EXERCISE DESCRIPTION
A word-for-word transcription of the records is required.

Data excerpts:
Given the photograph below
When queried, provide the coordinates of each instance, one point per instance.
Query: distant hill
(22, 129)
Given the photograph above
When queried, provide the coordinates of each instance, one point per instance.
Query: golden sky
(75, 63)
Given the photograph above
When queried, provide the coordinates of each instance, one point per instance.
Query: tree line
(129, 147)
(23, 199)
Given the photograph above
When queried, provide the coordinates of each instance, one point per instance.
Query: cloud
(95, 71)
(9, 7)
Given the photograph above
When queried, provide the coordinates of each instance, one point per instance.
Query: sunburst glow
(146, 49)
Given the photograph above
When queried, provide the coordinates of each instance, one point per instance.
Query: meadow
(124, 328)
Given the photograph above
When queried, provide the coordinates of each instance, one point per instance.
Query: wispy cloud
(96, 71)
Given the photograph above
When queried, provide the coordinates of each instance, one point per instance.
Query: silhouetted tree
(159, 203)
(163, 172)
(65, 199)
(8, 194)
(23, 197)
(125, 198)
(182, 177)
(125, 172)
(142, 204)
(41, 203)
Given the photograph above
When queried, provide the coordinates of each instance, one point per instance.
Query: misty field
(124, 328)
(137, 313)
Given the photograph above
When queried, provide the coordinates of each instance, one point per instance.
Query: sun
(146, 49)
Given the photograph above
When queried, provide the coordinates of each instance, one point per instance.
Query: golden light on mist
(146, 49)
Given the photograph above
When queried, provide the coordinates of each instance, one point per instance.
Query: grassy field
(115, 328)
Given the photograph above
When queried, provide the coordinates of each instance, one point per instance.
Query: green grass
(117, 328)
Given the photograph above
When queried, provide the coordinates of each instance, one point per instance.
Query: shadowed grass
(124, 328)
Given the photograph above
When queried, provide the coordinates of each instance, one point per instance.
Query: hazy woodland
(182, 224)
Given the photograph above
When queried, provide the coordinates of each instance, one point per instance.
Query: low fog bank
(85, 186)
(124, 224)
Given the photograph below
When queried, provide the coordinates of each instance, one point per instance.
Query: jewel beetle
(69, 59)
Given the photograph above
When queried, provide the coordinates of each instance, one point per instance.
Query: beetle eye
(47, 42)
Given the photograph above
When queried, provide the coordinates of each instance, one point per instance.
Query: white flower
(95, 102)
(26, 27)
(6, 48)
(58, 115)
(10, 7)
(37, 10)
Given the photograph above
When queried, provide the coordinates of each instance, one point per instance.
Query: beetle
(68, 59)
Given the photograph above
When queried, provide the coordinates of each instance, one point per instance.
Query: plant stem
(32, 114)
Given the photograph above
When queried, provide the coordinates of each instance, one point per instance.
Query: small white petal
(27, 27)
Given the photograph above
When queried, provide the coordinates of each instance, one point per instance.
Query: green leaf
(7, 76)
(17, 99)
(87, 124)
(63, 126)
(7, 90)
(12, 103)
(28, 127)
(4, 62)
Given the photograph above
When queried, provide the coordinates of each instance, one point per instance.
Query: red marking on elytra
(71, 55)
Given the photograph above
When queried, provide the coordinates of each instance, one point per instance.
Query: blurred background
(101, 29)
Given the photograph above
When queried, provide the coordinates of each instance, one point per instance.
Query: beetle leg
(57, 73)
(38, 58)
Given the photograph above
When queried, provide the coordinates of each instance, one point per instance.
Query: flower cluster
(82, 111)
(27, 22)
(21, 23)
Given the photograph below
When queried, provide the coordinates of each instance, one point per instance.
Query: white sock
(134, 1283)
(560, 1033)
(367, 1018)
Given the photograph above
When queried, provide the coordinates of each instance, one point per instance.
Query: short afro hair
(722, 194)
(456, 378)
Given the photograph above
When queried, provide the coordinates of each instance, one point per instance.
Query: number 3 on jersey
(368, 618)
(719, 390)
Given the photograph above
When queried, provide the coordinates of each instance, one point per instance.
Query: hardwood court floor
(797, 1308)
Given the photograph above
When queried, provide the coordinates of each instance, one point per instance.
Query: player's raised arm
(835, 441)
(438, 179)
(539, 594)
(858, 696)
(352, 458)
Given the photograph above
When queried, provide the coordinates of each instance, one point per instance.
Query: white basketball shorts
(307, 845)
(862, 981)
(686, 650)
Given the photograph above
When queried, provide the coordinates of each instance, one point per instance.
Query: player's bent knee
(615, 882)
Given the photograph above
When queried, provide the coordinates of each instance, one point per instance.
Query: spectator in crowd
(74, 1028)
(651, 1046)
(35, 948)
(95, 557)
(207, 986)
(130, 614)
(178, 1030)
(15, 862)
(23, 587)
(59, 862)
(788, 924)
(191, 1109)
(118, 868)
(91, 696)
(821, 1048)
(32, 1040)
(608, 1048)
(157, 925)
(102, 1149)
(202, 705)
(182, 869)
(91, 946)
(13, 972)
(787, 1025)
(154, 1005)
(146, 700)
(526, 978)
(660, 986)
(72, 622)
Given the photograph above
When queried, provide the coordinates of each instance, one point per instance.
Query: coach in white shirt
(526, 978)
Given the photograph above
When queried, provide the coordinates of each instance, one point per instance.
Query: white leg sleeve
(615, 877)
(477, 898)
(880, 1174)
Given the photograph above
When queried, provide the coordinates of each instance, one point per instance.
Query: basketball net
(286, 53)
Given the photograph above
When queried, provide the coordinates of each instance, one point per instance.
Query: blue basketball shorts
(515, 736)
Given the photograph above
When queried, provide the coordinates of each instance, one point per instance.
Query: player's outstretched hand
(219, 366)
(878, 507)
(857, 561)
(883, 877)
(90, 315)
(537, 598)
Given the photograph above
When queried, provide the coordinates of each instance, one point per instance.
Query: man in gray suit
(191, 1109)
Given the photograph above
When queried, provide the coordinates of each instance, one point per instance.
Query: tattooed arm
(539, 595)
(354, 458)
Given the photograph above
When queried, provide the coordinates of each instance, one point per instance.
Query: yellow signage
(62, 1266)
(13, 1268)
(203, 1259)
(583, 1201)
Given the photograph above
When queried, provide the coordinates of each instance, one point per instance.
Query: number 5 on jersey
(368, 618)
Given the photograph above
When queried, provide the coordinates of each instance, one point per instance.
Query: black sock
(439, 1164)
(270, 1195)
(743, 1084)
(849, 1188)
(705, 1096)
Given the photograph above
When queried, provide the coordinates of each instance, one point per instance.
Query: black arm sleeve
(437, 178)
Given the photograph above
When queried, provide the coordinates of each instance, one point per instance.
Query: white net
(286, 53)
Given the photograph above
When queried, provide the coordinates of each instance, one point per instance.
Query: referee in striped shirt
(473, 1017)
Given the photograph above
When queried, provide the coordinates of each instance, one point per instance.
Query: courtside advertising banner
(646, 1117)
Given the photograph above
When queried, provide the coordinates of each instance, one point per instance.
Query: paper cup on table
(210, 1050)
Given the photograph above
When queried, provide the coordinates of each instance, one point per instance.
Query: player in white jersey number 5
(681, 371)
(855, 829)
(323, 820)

SOLUTION FOR THIS TASK
Given the photograph below
When queried, provide the coordinates of each instance, one point per instance.
Query: distant hill
(22, 129)
Given the photograph above
When queried, provide the coordinates of each instance, one point per instance.
Query: golden sky
(75, 63)
Given the photograph above
When queried, provide the coordinates of each instance, one point per instance.
Query: tree line
(129, 147)
(23, 199)
Given the photograph above
When queried, provide the coordinates of each instance, one point per instance.
Query: cloud
(95, 71)
(9, 7)
Given the photograph above
When queried, provide the coordinates of each instance, one point per instance.
Query: sunburst glow
(146, 49)
Given the photograph above
When queried, provide the coordinates of each instance, one point per instance.
Query: meadow
(124, 328)
Given the photograph above
When queried, provide the coordinates of each instance, one point per instance.
Query: wispy cloud
(96, 71)
Given the photograph above
When queried, provide the coordinates of each instance, one point per instance.
Query: silhouetted tree
(159, 203)
(163, 172)
(65, 199)
(8, 194)
(23, 197)
(125, 198)
(182, 177)
(125, 172)
(142, 204)
(41, 203)
Given the photograph above
When queried, provide the coordinates of each instance, one point per instance.
Query: misty field
(124, 328)
(137, 313)
Given the photograph above
When queried, provide the coordinates of each instance, one point per instance.
Query: sun
(146, 49)
Given the photograph above
When queried, provide the coordinates of each instance, one point per instance.
Query: golden light on mist
(146, 49)
Given the photograph above
When queried, provide the coordinates of each instance, one point per instance.
Query: grassy field
(115, 328)
Given the photograph above
When queried, provide the coordinates of each instance, one point per instance.
Query: green grass
(117, 328)
Given the photograph above
When queried, provide the coordinates of each instance, one point per instance.
Query: shadowed grass
(124, 328)
Given the photograph above
When queried, provide the coordinates of each instance, one point per instance.
Query: hazy woodland
(182, 224)
Given the photograph above
When queried, provide the coordinates of each instance, one point per instance.
Query: low fog bank
(85, 186)
(124, 224)
Given the photograph below
When queried, provide the coordinates of each instance, one point per instance.
Query: jewel beetle
(69, 59)
Given the photograph above
When queried, provide the coordinates of each instance, one point per instance.
Query: beetle eye
(47, 42)
Given the photograph above
When queried, provide the coordinates of each instance, one point per instance.
Query: white flower
(95, 102)
(26, 27)
(6, 48)
(58, 115)
(10, 7)
(37, 10)
Given the photograph above
When queried, provide the coordinates of each instance, one point per instance.
Query: beetle
(68, 59)
Given the photograph above
When queried, provide the coordinates of each instance, one point per instance.
Query: plant stem
(32, 114)
Given the photograph above
When queried, provide the coordinates of each instance, one point per instance.
Query: small white petal
(27, 27)
Given the photograph above
When queried, provide the coordinates of each instance, one point per instance.
Query: green leaf
(7, 76)
(17, 99)
(87, 124)
(63, 126)
(7, 90)
(12, 103)
(28, 127)
(4, 62)
Given the photograph above
When queried, provide the coordinates of each instance, one point per instance.
Query: red marking on elytra
(71, 55)
Given the photograph above
When queried, provide the coordinates of each instance, one point per instance.
Query: blurred background
(101, 29)
Given the photograph above
When queried, provide the coordinates of each instance, one point per instance.
Query: beetle leg
(57, 73)
(38, 58)
Given the photograph above
When queried, provide the coordinates of each instance, one point per instance.
Query: flower cluster
(82, 111)
(27, 22)
(21, 23)
Given the photograph below
When queried, provide the coordinates of each instance, one point per instance.
Query: white sock
(134, 1283)
(560, 1033)
(367, 1018)
Given the photograph above
When queried, provide the coordinates of each instance, one point per instance.
Query: short afro hair
(722, 194)
(456, 378)
Given the photograph above
When queried, provide the coordinates of each instance, one point per instance.
Query: number 3 on jersey
(368, 618)
(719, 390)
Given the photograph above
When queried, provide the coordinates of each instance, one point per instance.
Query: hardwood court floor
(797, 1308)
Given the photograph above
When queried, provide the coordinates of each instance, one point per instance.
Query: player's raised arm
(835, 441)
(438, 179)
(539, 594)
(858, 696)
(352, 458)
Given the photograph above
When queried, provide the coordinates of each instance, one point per instance.
Query: white basketball shorts
(307, 845)
(862, 981)
(686, 650)
Given the photograph above
When queried, provide the coordinates of each instance, one point per instance.
Query: player's bent knee
(615, 882)
Given the photograph above
When queried, provide the coordinates of each instance, one point per instance.
Query: spectator in crowd
(74, 1028)
(651, 1046)
(35, 948)
(95, 557)
(207, 986)
(130, 614)
(178, 1030)
(15, 862)
(23, 587)
(59, 862)
(788, 924)
(191, 1109)
(118, 868)
(91, 696)
(821, 1048)
(32, 1040)
(608, 1048)
(157, 925)
(102, 1149)
(202, 705)
(182, 869)
(91, 946)
(13, 972)
(787, 1025)
(154, 1005)
(146, 700)
(526, 978)
(660, 986)
(72, 622)
Given the photograph above
When queried, provide the coordinates of each instance, one point per instance.
Query: coach in white shirt
(526, 978)
Given the photograph above
When queried, provide the coordinates of each instance, one point per instance.
Query: white leg sleeve
(615, 877)
(477, 898)
(880, 1174)
Given the photograph above
When queried, provide the coordinates of each instance, one point per instance.
Query: basketball net
(286, 53)
Given the photograph above
When queried, provide the coordinates of each instance, one point per instance.
Query: blue basketball shorts
(515, 736)
Given the photograph above
When queried, provide the coordinates of each instance, one point per instance.
Query: player's outstretched hand
(219, 366)
(878, 507)
(857, 561)
(883, 877)
(90, 315)
(537, 598)
Given the photograph above
When queried, provide the coordinates of each instance, one point per instance.
Query: man in gray suit
(191, 1109)
Given the photograph above
When queried, provide the coordinates of each instance, one point per instance.
Query: tattooed arm
(539, 595)
(354, 458)
Given the photograph above
When queried, provide the coordinates of each instance, one point per instance.
Query: yellow signage
(62, 1266)
(13, 1268)
(203, 1259)
(583, 1201)
Given the photograph above
When queried, provide the coordinates of each instance, one point per instance.
Query: number 5 on jersey
(368, 618)
Given the photograph above
When queried, provide the coordinates of each instance, one point per instance.
Query: black sock
(439, 1164)
(270, 1195)
(743, 1084)
(849, 1188)
(705, 1096)
Given the photograph above
When queried, provide the coordinates of each instance, one point per instance.
Query: black arm sleeve
(437, 178)
Given the photograph above
When queried, provide the coordinates of each instance, one point per instance.
Query: white net
(286, 53)
Given the photograph above
When queried, provide the coordinates of each instance, one point per instance.
Query: referee in striped shirt
(473, 1017)
Given the photograph above
When queried, provide the coordinates of each instance, one point per instance.
Query: courtside advertising banner
(646, 1117)
Given the photograph above
When queried, provide the coordinates of each instance, one point per instance.
Query: paper cup on table
(210, 1050)
Given the photograph above
When queried, provide the coordinates of each instance, one point per instance.
Query: player in white jersey number 5
(681, 371)
(855, 829)
(323, 820)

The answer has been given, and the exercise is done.